- [Data extract]:
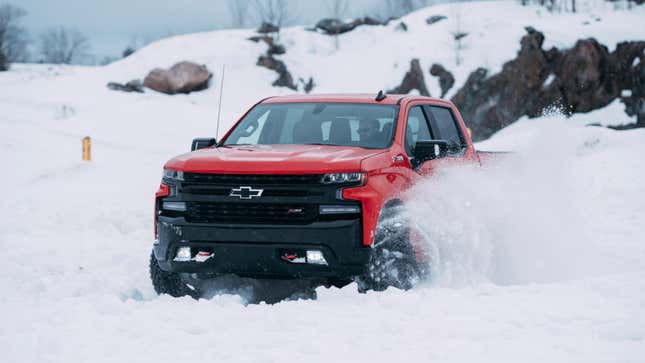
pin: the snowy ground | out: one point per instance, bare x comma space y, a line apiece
538, 258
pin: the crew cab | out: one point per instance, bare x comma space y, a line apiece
305, 187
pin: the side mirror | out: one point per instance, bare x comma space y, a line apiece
202, 143
430, 149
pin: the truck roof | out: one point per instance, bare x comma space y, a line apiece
390, 99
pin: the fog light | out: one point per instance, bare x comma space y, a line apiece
183, 254
175, 206
316, 257
339, 209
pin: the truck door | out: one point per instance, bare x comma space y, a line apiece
430, 122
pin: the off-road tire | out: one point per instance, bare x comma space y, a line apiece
393, 262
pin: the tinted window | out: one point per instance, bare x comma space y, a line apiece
446, 124
416, 129
362, 125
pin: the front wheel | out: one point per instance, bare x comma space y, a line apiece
393, 261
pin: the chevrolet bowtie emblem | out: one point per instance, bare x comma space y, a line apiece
246, 192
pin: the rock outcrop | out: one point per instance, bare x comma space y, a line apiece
413, 80
581, 79
183, 77
435, 19
446, 79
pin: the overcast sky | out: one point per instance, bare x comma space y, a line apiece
112, 24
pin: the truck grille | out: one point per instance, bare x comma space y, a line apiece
252, 179
207, 212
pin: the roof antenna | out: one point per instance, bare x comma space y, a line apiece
219, 109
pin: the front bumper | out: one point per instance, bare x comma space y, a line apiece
256, 250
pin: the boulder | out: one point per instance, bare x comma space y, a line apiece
435, 19
413, 80
446, 79
183, 77
284, 77
402, 27
266, 28
332, 26
274, 48
134, 85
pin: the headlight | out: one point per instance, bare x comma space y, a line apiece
173, 174
344, 178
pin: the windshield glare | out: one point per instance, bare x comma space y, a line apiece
344, 124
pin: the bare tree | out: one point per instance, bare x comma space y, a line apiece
239, 11
338, 10
64, 46
458, 34
13, 37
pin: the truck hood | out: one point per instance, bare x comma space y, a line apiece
278, 159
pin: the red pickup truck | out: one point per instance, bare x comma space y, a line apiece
307, 187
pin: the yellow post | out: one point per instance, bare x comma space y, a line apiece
87, 149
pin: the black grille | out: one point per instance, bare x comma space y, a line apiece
226, 191
253, 179
207, 212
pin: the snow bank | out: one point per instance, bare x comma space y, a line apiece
540, 215
537, 259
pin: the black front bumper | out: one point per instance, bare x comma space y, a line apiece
257, 250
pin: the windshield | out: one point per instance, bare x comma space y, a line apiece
344, 124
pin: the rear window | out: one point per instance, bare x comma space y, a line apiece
446, 124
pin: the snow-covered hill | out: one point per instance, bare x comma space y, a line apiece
537, 259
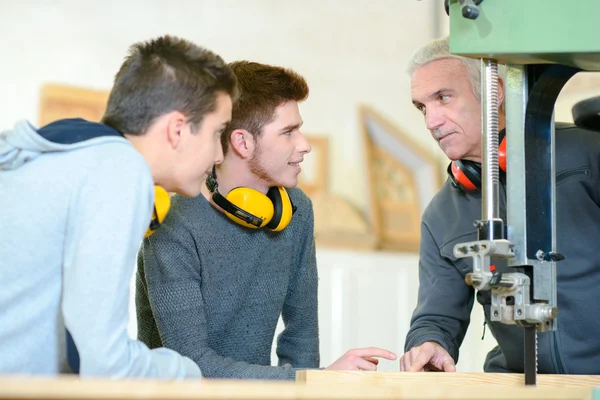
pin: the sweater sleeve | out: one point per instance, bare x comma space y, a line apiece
444, 307
171, 266
108, 215
298, 344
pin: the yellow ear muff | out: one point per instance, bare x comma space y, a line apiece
251, 201
283, 208
162, 203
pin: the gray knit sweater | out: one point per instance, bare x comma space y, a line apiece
214, 290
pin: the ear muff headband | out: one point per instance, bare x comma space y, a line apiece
162, 203
283, 208
236, 213
253, 209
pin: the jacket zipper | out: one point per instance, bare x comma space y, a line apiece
561, 176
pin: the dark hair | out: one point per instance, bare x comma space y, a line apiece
163, 75
262, 89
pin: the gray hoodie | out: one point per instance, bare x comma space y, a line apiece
75, 201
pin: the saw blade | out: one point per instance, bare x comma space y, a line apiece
531, 355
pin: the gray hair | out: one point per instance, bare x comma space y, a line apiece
440, 49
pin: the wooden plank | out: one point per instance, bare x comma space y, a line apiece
102, 389
448, 380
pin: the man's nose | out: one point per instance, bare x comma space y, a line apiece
434, 118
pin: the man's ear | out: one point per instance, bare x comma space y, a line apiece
242, 142
176, 123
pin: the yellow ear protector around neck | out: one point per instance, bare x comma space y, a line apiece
162, 203
253, 209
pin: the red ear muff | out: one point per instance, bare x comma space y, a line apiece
466, 174
463, 176
502, 154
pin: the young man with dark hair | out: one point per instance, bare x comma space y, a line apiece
213, 281
77, 198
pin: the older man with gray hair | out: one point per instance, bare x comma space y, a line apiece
446, 89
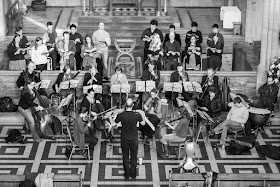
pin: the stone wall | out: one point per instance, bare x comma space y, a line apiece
242, 5
177, 3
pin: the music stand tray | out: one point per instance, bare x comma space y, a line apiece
172, 87
43, 84
95, 87
145, 86
120, 88
192, 87
65, 85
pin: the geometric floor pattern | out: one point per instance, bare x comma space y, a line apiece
106, 168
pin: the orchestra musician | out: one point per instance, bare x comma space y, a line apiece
90, 55
212, 101
93, 77
16, 52
172, 52
181, 131
215, 50
26, 105
66, 75
66, 49
210, 79
39, 54
153, 113
32, 75
119, 78
268, 94
150, 74
50, 39
81, 133
178, 76
193, 51
129, 137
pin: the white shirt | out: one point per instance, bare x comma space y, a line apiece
36, 55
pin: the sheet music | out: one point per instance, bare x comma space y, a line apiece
65, 84
192, 87
95, 87
43, 84
145, 86
172, 87
120, 88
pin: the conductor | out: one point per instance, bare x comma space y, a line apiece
129, 137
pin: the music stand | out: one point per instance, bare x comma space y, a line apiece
172, 87
207, 118
95, 87
192, 87
144, 87
120, 88
67, 85
66, 102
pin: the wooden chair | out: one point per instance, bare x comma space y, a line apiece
74, 146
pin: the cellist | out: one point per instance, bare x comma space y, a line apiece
66, 75
27, 104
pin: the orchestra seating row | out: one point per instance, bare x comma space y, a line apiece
226, 179
59, 180
239, 82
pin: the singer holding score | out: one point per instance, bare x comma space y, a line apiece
39, 54
32, 75
119, 78
178, 76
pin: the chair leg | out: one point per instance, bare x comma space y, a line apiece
72, 151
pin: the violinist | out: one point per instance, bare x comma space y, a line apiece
81, 133
50, 39
193, 51
26, 106
66, 75
119, 78
172, 52
181, 131
178, 76
32, 75
16, 52
66, 49
210, 80
268, 94
93, 77
153, 113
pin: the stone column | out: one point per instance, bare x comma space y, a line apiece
139, 8
158, 7
110, 2
269, 44
2, 21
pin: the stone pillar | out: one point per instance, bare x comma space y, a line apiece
110, 2
139, 7
269, 44
230, 2
2, 21
90, 4
158, 7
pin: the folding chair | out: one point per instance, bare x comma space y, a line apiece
74, 146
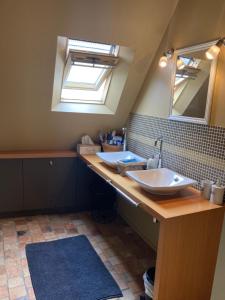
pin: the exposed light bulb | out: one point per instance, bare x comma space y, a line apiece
163, 61
180, 64
212, 52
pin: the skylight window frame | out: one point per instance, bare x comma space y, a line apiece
79, 85
101, 101
104, 61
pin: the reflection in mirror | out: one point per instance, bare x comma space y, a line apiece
192, 85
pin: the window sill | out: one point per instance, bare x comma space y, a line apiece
83, 108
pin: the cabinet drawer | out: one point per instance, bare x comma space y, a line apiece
11, 185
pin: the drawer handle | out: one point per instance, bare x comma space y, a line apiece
125, 196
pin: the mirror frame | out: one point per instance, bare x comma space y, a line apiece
206, 119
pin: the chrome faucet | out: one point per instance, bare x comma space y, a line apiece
124, 139
160, 141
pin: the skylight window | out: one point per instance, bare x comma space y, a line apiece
88, 71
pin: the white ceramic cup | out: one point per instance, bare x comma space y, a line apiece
206, 187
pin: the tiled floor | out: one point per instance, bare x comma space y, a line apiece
125, 255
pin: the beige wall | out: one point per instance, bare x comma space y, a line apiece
193, 22
29, 29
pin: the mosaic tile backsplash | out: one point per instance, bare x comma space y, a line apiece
194, 150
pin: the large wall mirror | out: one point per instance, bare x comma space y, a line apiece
193, 77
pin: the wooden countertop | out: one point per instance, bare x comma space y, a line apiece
37, 154
186, 202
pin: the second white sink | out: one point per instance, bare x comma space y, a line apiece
161, 181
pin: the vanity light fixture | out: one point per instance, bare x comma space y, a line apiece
214, 50
180, 63
166, 56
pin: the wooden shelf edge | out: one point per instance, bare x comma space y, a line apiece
37, 154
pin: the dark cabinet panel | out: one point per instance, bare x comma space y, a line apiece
36, 183
62, 182
85, 182
11, 185
49, 183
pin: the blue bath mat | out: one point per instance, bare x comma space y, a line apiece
69, 269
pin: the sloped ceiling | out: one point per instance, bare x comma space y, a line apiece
28, 31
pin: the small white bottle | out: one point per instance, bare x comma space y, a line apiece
206, 187
217, 193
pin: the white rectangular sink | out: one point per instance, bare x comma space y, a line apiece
112, 158
161, 181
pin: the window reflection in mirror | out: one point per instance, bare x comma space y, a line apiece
192, 85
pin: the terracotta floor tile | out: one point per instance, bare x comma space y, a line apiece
3, 292
17, 292
116, 243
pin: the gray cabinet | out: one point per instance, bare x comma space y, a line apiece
56, 184
49, 183
11, 185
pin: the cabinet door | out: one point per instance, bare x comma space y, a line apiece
36, 183
49, 183
62, 183
11, 185
85, 179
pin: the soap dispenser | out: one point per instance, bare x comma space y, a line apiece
217, 193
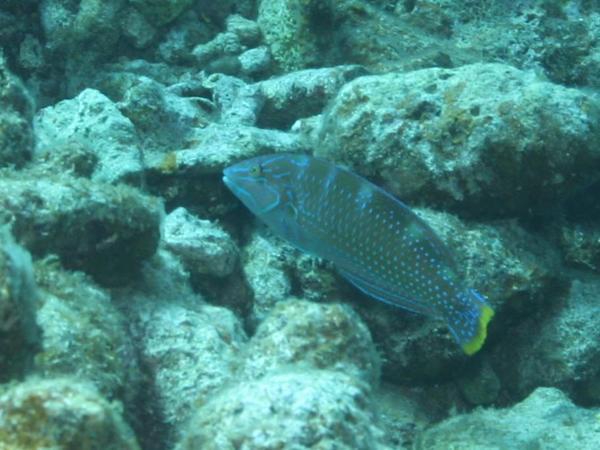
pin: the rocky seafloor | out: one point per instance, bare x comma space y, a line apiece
142, 307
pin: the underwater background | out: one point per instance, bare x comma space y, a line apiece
142, 306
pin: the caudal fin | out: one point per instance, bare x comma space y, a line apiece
469, 327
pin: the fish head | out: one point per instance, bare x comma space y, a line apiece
260, 183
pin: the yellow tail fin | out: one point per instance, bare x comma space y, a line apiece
476, 343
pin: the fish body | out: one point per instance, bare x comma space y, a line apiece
375, 241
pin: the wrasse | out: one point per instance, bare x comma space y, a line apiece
375, 241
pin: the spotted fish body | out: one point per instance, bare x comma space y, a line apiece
375, 241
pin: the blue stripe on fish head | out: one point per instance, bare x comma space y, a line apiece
262, 183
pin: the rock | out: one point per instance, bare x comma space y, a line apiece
295, 31
136, 29
301, 94
546, 419
183, 35
241, 35
255, 61
300, 410
94, 122
61, 413
559, 347
190, 349
265, 271
219, 146
483, 139
162, 119
306, 334
16, 115
161, 12
19, 331
83, 333
192, 352
104, 230
91, 24
204, 247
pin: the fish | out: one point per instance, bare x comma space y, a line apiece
374, 240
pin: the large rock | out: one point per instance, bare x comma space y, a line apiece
299, 410
307, 334
104, 230
545, 420
189, 349
91, 120
83, 333
558, 347
204, 247
61, 413
485, 139
91, 24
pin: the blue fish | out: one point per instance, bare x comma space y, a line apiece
375, 241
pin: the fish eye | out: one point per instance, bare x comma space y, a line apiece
256, 170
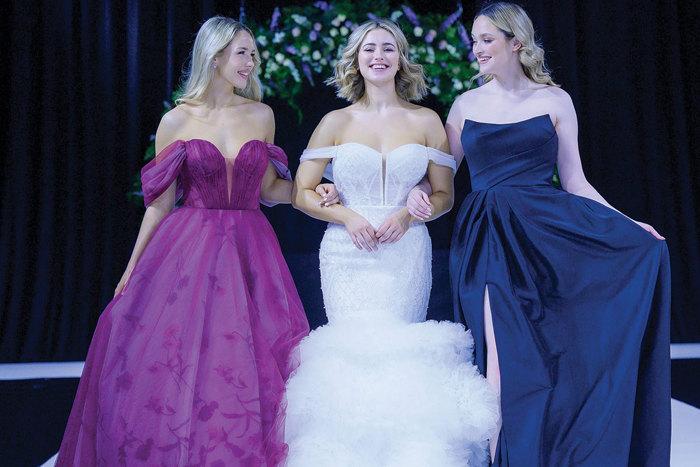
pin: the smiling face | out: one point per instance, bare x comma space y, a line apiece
235, 62
494, 51
378, 56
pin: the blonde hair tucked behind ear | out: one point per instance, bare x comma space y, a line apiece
213, 37
512, 20
410, 81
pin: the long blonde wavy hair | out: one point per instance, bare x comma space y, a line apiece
512, 20
212, 38
410, 81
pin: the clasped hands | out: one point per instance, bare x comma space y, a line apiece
364, 235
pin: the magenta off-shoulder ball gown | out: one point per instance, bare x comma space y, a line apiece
187, 366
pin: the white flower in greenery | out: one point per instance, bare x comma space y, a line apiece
299, 19
279, 37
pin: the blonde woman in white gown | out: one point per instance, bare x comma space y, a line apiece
378, 385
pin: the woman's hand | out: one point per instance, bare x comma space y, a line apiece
361, 232
394, 226
328, 193
418, 204
123, 281
650, 229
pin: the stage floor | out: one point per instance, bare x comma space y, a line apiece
33, 390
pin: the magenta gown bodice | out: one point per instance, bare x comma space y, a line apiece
187, 365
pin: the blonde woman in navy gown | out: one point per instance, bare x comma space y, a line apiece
567, 298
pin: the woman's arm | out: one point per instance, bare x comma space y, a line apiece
569, 164
306, 199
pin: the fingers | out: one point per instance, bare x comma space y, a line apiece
418, 205
369, 238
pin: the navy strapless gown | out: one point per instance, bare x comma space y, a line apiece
580, 299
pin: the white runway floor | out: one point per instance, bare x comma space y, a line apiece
685, 439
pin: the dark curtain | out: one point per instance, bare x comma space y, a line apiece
86, 83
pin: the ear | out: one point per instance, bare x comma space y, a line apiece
517, 45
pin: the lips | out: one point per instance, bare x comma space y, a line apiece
379, 66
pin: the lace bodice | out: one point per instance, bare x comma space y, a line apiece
366, 177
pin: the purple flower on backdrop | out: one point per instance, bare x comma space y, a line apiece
452, 18
464, 36
307, 72
275, 17
410, 15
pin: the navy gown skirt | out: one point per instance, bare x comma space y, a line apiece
580, 299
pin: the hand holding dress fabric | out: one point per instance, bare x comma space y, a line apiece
418, 203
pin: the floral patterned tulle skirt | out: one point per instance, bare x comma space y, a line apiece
187, 366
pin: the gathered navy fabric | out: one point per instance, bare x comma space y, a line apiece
580, 299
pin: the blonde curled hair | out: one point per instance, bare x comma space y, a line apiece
512, 21
212, 38
350, 85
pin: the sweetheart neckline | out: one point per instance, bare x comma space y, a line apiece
218, 151
373, 149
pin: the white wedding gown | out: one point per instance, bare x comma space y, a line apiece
378, 385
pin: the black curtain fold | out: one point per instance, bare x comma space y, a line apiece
87, 80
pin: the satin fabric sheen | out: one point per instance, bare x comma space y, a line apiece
580, 299
187, 366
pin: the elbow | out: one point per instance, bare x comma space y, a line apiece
297, 198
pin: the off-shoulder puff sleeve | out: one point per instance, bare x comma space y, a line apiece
442, 158
162, 171
328, 152
278, 159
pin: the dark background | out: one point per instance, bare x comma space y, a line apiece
86, 82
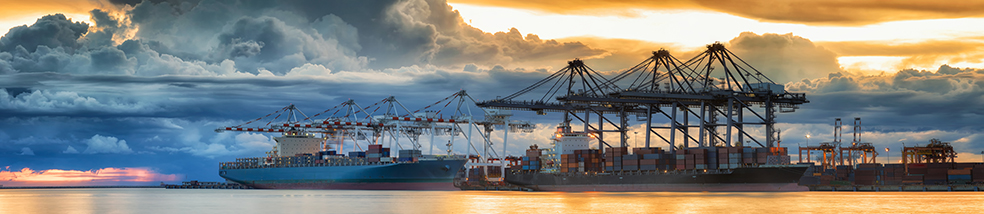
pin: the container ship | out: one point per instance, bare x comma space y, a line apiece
299, 162
570, 166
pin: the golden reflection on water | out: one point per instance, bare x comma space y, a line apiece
335, 201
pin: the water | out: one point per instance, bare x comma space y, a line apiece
333, 201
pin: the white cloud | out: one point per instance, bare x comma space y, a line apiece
70, 150
62, 101
106, 144
224, 144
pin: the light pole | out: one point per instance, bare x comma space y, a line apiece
888, 156
809, 152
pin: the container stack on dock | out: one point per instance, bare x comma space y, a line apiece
895, 174
584, 160
613, 158
409, 155
532, 159
651, 159
868, 174
693, 158
357, 154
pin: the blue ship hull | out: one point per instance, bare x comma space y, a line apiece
421, 175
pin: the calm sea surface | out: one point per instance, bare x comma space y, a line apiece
332, 201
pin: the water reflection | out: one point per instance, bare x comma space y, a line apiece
328, 201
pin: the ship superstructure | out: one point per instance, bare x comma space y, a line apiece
311, 153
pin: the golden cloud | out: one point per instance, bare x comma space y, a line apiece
32, 8
929, 53
105, 176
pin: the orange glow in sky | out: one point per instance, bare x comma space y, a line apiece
694, 28
99, 177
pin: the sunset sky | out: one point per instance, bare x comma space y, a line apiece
135, 89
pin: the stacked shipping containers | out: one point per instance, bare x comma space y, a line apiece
693, 158
532, 159
894, 174
613, 158
585, 160
868, 174
728, 157
650, 159
377, 153
409, 155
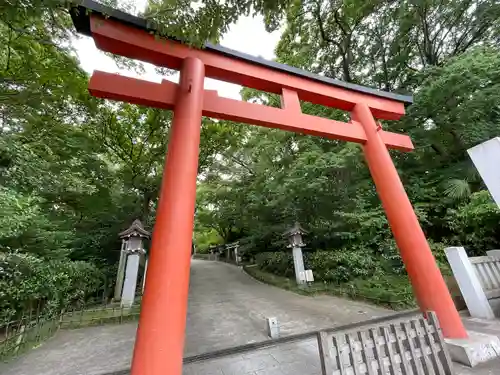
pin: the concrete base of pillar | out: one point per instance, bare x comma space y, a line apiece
476, 349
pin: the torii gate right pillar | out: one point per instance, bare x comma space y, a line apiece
428, 284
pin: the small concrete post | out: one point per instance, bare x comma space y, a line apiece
121, 272
133, 237
295, 238
273, 327
469, 283
493, 253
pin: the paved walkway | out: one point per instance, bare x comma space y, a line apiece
226, 308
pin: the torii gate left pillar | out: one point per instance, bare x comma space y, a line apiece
160, 336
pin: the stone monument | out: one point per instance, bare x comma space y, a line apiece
128, 267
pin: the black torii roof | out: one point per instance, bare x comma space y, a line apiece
135, 230
81, 20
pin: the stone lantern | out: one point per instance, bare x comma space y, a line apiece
296, 243
128, 267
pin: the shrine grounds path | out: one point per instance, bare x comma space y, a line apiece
226, 308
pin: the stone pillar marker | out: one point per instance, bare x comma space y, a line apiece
134, 248
295, 238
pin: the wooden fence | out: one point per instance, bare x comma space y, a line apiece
413, 346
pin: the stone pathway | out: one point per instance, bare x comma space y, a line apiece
226, 308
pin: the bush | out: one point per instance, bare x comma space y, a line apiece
31, 283
330, 266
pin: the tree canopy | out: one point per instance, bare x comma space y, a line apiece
75, 171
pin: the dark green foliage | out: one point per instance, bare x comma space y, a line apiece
34, 285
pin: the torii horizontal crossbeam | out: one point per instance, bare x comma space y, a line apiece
290, 118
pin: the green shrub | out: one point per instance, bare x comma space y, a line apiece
330, 266
31, 283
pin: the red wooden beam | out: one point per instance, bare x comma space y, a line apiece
121, 88
124, 40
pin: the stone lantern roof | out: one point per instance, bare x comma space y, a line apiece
135, 230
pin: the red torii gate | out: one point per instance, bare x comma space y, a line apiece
160, 336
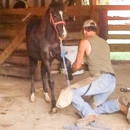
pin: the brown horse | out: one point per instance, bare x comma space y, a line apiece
42, 39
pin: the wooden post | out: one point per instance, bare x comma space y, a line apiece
93, 12
103, 27
13, 45
7, 3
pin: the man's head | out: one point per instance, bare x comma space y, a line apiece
90, 25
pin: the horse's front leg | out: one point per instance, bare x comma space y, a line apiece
33, 65
51, 85
43, 74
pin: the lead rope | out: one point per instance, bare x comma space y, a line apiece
63, 57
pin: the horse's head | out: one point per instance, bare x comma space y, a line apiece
57, 20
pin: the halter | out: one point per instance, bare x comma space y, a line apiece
56, 23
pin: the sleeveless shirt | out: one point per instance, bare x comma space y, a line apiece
99, 58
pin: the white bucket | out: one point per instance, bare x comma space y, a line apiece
71, 53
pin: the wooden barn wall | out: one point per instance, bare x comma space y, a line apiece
13, 54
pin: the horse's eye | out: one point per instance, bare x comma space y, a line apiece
54, 15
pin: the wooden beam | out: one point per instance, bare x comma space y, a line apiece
119, 47
13, 45
119, 27
118, 36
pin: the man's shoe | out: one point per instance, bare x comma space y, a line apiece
123, 104
92, 103
86, 121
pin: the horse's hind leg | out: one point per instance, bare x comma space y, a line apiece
51, 84
33, 65
43, 73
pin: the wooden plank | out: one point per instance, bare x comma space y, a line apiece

- [Instructions for the task]: Set out exactly the run of lines that begins at the line holding "pin: the horse's head" and ends at the last line of the data.

- [Solution for this problem]:
pin: the horse's head | out: one point per instance, bare x comma space y, a line apiece
57, 20
pin: the halter | out: one point per instance, bare x comma space y, a line apiece
56, 23
pin: the sleeveless shirt | out: one point per instance, bare x comma space y, a line apiece
99, 58
pin: the white bucket | out: one point per instance, bare x comma space y, a line apiece
71, 53
pin: the wooden barn wall | out: one point per instance, bare x comma space y, a line apiece
13, 54
pin: the horse's eye | out: one point per instance, bare x comma space y, a line apiece
54, 15
pin: the wooden beam | out: one point per instance, bare x comma space y, a line apiece
119, 47
13, 45
119, 27
118, 36
pin: the man's shoe | out: one point per instance, bare x comma space y, a line apiece
123, 104
92, 103
86, 121
pin: the horse's hind leg | out: one point per instance, bare x comma space y, a line apiece
51, 84
33, 65
43, 73
pin: the wooden plank | out: one point per instance, bare x comma space y, a line apiece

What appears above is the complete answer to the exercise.